* What this task involves *
Count the lines in the items below that contain the string "guitar", matching case exactly. Reply with the number alone.

[Rows of box annotation data]
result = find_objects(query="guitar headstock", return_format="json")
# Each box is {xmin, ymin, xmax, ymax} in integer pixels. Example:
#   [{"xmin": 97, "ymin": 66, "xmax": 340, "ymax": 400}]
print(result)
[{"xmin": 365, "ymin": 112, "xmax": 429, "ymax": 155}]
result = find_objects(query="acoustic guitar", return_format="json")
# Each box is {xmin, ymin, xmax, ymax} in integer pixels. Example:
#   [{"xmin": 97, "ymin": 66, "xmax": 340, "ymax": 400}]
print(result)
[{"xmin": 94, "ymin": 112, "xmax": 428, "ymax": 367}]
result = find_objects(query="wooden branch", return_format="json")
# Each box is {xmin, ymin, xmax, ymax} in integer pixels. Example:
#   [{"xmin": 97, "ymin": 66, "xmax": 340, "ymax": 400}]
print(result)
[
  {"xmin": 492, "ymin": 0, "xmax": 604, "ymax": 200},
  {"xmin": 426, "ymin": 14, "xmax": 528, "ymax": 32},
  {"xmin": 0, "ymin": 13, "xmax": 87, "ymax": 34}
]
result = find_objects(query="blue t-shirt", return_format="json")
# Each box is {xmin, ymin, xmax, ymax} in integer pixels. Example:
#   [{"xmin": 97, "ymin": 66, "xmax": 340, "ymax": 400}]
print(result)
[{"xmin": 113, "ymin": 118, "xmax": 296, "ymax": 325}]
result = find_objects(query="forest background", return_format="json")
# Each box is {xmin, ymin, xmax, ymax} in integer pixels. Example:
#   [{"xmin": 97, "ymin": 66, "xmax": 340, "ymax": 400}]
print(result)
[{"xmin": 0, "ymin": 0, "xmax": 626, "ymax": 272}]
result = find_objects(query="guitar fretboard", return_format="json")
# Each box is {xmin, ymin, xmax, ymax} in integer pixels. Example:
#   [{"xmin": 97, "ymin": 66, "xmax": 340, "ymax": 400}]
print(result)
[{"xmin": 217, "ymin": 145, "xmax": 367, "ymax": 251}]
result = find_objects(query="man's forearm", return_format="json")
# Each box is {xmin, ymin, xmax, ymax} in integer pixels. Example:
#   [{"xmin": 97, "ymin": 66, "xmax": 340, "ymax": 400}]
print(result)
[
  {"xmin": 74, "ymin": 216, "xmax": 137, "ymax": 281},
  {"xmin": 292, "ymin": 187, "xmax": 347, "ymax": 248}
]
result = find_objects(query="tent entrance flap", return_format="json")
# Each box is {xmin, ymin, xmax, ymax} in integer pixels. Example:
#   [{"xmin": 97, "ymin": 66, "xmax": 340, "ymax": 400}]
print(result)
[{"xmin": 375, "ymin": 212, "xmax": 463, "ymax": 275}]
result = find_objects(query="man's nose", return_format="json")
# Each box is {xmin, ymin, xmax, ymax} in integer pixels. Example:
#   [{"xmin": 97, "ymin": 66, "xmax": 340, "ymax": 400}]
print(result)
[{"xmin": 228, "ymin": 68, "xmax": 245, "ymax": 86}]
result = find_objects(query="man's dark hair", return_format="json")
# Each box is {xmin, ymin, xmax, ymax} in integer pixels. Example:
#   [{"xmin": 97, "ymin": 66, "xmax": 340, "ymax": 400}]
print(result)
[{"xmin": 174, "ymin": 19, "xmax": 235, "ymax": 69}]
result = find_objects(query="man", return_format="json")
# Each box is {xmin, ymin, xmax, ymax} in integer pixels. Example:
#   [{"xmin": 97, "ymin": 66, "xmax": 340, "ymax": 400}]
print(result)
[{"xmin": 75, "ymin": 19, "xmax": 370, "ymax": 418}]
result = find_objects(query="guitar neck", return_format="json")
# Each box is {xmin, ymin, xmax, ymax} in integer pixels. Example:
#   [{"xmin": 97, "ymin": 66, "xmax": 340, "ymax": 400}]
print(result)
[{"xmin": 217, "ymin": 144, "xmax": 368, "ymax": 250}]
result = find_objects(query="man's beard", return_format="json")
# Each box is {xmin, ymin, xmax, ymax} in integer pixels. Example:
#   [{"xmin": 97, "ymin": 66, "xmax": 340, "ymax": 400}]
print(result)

* Task output *
4